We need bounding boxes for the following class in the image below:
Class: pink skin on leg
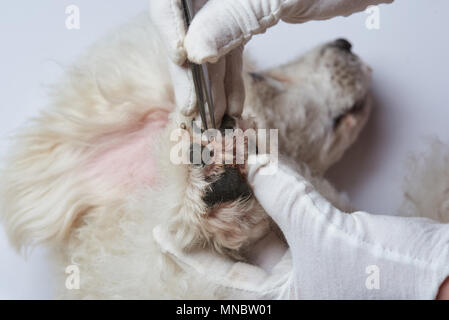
[84,109,170,194]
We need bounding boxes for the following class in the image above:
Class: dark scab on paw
[219,114,236,133]
[203,166,252,208]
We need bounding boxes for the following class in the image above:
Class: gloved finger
[282,0,394,23]
[184,0,394,64]
[207,58,227,127]
[149,0,187,65]
[184,0,283,64]
[224,46,245,119]
[168,61,197,117]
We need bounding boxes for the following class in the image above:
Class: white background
[0,0,448,299]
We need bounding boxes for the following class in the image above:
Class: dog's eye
[249,72,265,82]
[333,114,345,129]
[333,99,366,129]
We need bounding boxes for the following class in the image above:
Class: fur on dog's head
[244,39,373,175]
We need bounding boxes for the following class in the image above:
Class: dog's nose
[333,38,352,52]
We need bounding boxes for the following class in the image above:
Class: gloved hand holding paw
[247,155,449,299]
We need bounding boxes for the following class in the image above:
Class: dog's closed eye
[333,97,367,129]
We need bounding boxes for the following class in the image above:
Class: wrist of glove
[247,155,449,299]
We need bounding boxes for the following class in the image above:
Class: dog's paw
[179,116,269,259]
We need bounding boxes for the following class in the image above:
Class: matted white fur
[400,140,449,222]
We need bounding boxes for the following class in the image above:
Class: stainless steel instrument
[181,0,216,130]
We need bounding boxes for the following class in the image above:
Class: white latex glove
[150,0,393,125]
[247,155,449,299]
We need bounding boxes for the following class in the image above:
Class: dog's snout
[333,38,352,52]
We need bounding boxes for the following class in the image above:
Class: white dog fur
[1,13,446,299]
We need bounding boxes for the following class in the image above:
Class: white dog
[4,13,438,299]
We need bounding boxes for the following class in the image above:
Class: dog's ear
[247,71,290,100]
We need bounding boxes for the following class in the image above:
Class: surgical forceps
[181,0,216,130]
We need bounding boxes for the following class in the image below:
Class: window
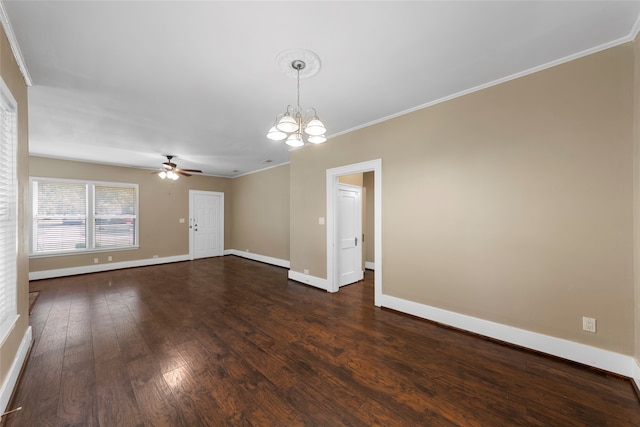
[30,179,138,255]
[0,77,18,341]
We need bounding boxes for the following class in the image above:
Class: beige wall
[338,173,363,186]
[291,43,635,354]
[634,34,640,366]
[0,26,29,392]
[230,164,290,261]
[29,157,232,272]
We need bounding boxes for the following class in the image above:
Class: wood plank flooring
[3,255,640,426]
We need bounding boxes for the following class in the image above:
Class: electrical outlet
[94,258,99,264]
[582,316,596,333]
[304,269,309,275]
[107,256,112,262]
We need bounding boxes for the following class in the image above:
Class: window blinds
[31,180,138,254]
[33,181,87,252]
[94,185,136,248]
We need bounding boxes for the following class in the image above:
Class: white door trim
[326,159,382,306]
[189,190,224,260]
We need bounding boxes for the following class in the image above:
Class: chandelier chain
[297,66,300,110]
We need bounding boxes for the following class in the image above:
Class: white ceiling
[3,1,640,177]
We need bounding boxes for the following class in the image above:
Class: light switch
[318,217,325,225]
[179,218,185,223]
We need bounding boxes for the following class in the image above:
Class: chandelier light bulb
[285,133,304,147]
[304,118,326,136]
[276,114,299,133]
[267,125,287,141]
[307,135,327,144]
[158,171,167,179]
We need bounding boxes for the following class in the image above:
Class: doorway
[189,190,224,259]
[338,183,363,287]
[326,159,382,305]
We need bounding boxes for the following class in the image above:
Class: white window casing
[0,76,18,343]
[30,178,139,257]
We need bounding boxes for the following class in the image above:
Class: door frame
[326,159,382,305]
[188,190,224,260]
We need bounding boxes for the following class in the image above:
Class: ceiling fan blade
[158,155,200,176]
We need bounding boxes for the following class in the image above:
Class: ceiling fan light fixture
[156,155,201,180]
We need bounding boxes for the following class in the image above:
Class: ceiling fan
[154,155,202,180]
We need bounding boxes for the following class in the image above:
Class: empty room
[0,1,640,425]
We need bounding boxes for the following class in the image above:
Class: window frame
[0,75,18,343]
[29,177,139,257]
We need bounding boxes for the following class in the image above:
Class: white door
[189,190,224,259]
[338,184,363,287]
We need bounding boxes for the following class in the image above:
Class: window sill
[29,246,139,259]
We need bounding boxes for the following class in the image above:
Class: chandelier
[267,49,326,147]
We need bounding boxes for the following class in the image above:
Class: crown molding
[0,1,32,87]
[231,161,290,178]
[631,9,640,41]
[330,22,640,141]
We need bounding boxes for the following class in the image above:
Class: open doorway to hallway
[326,159,382,305]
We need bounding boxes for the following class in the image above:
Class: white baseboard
[29,254,191,281]
[365,261,375,270]
[225,249,290,269]
[29,250,290,281]
[288,270,329,291]
[224,250,328,291]
[379,293,636,378]
[223,250,326,291]
[0,325,32,413]
[632,359,640,392]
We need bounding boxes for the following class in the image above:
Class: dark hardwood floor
[3,256,639,426]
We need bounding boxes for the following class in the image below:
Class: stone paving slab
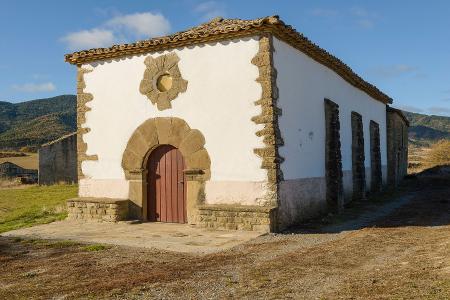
[1,220,263,254]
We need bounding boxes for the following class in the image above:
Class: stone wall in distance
[39,133,77,185]
[387,108,409,186]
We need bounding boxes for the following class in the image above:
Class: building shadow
[282,165,450,234]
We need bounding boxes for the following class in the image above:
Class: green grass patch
[0,184,77,233]
[20,239,80,249]
[82,244,109,252]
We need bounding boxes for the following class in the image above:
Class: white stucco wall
[79,37,267,203]
[274,37,388,182]
[273,37,388,224]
==============================
Print the full listing above exactly. Pictures stay out of the copy.

We need bounding boxes for the following class in the image below:
Class: pink skin on leg
[84,109,170,194]
We need bounding boxes for the following class in the image above:
Class: dark scab on paw
[219,114,236,133]
[203,166,252,208]
We need bounding boxes for the following class in the image above:
Class: gloved finger
[282,0,394,23]
[184,0,394,64]
[207,58,227,127]
[149,0,187,65]
[184,0,283,64]
[224,46,245,119]
[168,61,197,117]
We need bounding boxes for the following class in the image above:
Class: white background
[0,0,448,299]
We need bounding boxes for the following class in the image above:
Class: dog's eye
[249,72,265,82]
[333,114,345,129]
[333,99,366,129]
We need bounding boxes for the following class in the image above:
Class: fur on dog's head
[244,39,373,175]
We need bounding boxes for the following class in the image above:
Class: dog's nose
[333,38,352,52]
We need bounding boxes for the following class in the image above:
Class: gloved hand holding paw
[247,155,449,299]
We need bounding boxes for the following class in the image above:
Class: dog's closed eye
[333,97,367,129]
We need bounding boxes for the following class in the image above:
Class: wrist of glove
[247,155,449,299]
We need bounding boxes for the following class in the image above:
Class: dog's paw
[179,116,269,259]
We need bounding boxes for the following class in the image above:
Class: matted white fur
[400,140,449,222]
We need bounding boxes for the following class in the image above:
Class: stainless steel instrument
[181,0,216,130]
We need bounding boxes for the following class in the image above:
Class: white latex glove
[150,0,393,125]
[247,155,449,299]
We need bounding boxes for the following class in the image above:
Class: dog's snout
[333,38,352,52]
We need bounding boxes for the following class in the image above:
Class: white dog fur
[1,13,446,299]
We need bounding boxes for the following class in the image above:
Class: white dog
[4,13,438,299]
We need bounding boxes for the following class in the image above:
Class: dog's ear
[247,71,290,100]
We need bounding boxes for the following class in the image above:
Class: surgical forceps
[181,0,216,130]
We need bounding boxes for the following class in the image below:
Class: window
[30,179,138,255]
[0,77,18,341]
We need bounding boxes for the following class in the image above:
Class: beige wall
[338,173,363,186]
[291,43,635,354]
[634,34,640,366]
[0,26,29,392]
[230,164,290,261]
[29,157,232,272]
We need bounding boxes for the following class in the image above:
Class: wood plank flooring
[3,255,640,426]
We need bounding boxes for the following class in the image above:
Class: electrical outlet
[94,258,99,264]
[582,316,596,333]
[304,269,309,275]
[107,256,112,262]
We need bounding boxes for the following class in the image above:
Class: window blinds
[31,180,138,254]
[33,181,87,252]
[94,185,136,248]
We need bounding boxes for the following class in the image above:
Class: white door trim
[326,159,382,306]
[189,190,224,260]
We need bounding boxes for the following class in the image above:
Class: chandelier chain
[297,66,300,110]
We need bounding boxes for the following class in the image above:
Class: white ceiling
[3,1,640,177]
We need bounding boxes for the following class in the image above:
Class: light switch
[318,217,325,225]
[179,218,185,223]
We need bounding boxes for the following class in the image above:
Class: chandelier light bulb
[285,133,304,147]
[304,118,326,136]
[276,114,299,133]
[267,125,287,141]
[307,135,327,144]
[158,171,167,179]
We need bounding boxes for the following class in the image above:
Class: doorway
[189,190,224,259]
[338,183,363,287]
[326,159,382,305]
We need bounding boxes for the following class in the image above:
Class: white window casing
[0,76,18,343]
[30,178,139,257]
We need bounding boxes for the following class in the image above:
Class: door frame
[326,159,382,305]
[188,190,224,260]
We need bounding boxes for the following class in the image above:
Class: ceiling fan blade
[158,155,200,176]
We need bounding boxes for the following class in the image above:
Class: ceiling fan light fixture
[156,155,201,180]
We need bounding boxes for the following class in the image above:
Class: ceiling fan
[154,155,202,180]
We need bounding boxes for the following class in the image above:
Class: empty room
[0,1,640,425]
We need bounding boxes for the following class in the image above:
Class: window frame
[0,75,18,343]
[29,177,139,257]
We need bounding boxes for the following class in the image above:
Class: white door
[189,190,224,259]
[338,184,363,287]
We need bounding boxes for the following class in the image above:
Class: window sill
[29,246,139,259]
We need bounding boxes for the following class in the image above:
Class: chandelier
[267,49,326,147]
We need bounding boxes for the following class in the image above:
Class: crown molding
[0,1,32,87]
[231,161,290,178]
[631,9,640,41]
[330,22,640,141]
We need bounding boxes for the following class in the image above:
Class: open doorway to hallway
[326,159,382,305]
We need bounding boxes for the following class in the image above:
Class: white baseboard
[29,254,191,281]
[365,261,375,270]
[225,249,290,269]
[29,250,290,281]
[288,270,329,291]
[224,250,328,291]
[379,293,636,378]
[223,250,326,291]
[0,325,32,413]
[632,359,640,392]
We need bounding boxes for the following class in the image above:
Class: dark hardwood floor
[3,256,639,426]
We need bounding boxes for the following class in the image below:
Class: stone paving slab
[1,220,263,254]
We need bounding boxes for the following class in the image above:
Class: stone wall in distance
[39,133,77,185]
[387,108,409,186]
We need bounding boxes for the following class in the image above:
Class: building shadow
[282,165,450,234]
We need bounding boxes for the following class in the image above:
Class: green grass patch
[0,184,77,233]
[20,239,80,249]
[82,244,109,252]
We need bounding boxes for the following class in the image above:
Class: white stucco wall
[79,37,267,203]
[274,37,388,182]
[273,37,388,224]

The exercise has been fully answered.